= Text provided =
——

Curry even suggested
in 1987 they send a pedophile priest to "a lawyer who is also a psychiatrist" to
put the priest's "reports under the protection of privilege," the Times
reported.
In another 1987 case, Curry cautioned Mahony against returning
a child abuser to the Los Angeles parishes where he molested
children.
"There are numerous - maybe twenty - adolescents and young
adults that (the priest) was involved with in a first degree felony manner,"
Curry wrote of one accused molester. "The possibility of one of these seeing him
is simply too great."
In a statement posted on the newspaper's website,
Mahony offered an apology to all the young victims.
Mahony also said that
after 1987, as he and other Church officials began to comprehend how damaging
sexual abuse was to the child victims, the diocese began to take more aggressive
steps to investigate the accused priests and prevent further molestations.
The sex abuse scandal has rocked the Catholic Church in the United
States, costing it billions of dollars in settlements and driving prominent
dioceses into bankruptcy.
The scandal erupted in the United States in
1992 with a series of sex abuse cases uncovered in the Archdiocese of Boston
that helped encourage other victims of abuse to come forward.
Los Angeles
is the largest Roman Catholic diocese in the United States, with over 4 million
Catholics.
The records of 14 priests were made public as part of a civil
lawsuit this month and posted on the Times' website.

——

= Dataset =

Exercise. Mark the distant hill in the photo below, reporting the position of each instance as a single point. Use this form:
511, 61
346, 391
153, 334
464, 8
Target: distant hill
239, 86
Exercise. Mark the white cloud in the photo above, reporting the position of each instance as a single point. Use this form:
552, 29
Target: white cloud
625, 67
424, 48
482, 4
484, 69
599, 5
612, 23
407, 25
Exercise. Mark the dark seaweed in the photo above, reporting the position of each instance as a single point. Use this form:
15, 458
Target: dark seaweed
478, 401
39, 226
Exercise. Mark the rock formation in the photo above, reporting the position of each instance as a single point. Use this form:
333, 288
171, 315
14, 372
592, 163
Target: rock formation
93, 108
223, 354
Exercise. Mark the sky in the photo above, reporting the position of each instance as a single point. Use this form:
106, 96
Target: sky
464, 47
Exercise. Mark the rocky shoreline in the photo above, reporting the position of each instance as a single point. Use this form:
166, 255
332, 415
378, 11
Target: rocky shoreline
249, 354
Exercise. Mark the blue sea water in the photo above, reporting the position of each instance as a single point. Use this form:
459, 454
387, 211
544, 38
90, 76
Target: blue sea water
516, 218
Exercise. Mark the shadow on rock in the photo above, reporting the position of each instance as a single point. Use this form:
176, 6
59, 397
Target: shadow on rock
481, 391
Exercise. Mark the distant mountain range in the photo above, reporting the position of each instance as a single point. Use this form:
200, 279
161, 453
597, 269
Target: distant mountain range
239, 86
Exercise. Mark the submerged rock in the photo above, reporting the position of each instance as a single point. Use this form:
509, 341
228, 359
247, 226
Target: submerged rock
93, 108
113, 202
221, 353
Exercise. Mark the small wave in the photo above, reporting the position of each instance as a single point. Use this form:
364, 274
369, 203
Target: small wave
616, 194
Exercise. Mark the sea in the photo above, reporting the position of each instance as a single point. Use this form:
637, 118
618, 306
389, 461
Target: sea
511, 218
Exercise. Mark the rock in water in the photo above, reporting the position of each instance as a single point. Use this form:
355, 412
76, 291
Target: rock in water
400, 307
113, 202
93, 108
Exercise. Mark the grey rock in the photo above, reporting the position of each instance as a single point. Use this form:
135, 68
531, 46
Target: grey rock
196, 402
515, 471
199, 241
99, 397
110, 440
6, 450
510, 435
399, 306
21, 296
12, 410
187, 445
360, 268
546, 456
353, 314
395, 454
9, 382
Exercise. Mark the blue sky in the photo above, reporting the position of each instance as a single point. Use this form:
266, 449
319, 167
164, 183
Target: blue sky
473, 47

——

= Your tasks =
1 - Using the news excerpt, decide whether each statement agrees with it. Answer yes or no and quote the words that decide it.
(a) Los Angeles is the largest Roman Catholic diocese in the United States.
(b) The records of twenty priests were made public.
(c) Mahony's apology appeared in a statement on the newspaper's website.
2 - According to the news excerpt, who did Curry suggest in 1987 that a pedophile priest be sent to?
3 - Name every geographic place in the news excerpt.

= Answers to each task =
1 -
(a) Yes: "Los Angeles is the largest Roman Catholic diocese in the United States, with over 4 million Catholics."
(b) No: "The records of 14 priests were made public as part of a civil lawsuit this month"
(c) Yes: "In a statement posted on the newspaper's website, Mahony offered an apology to all the young victims."

2 - To "a lawyer who is also a psychiatrist."

3 - Los Angeles, the United States, Boston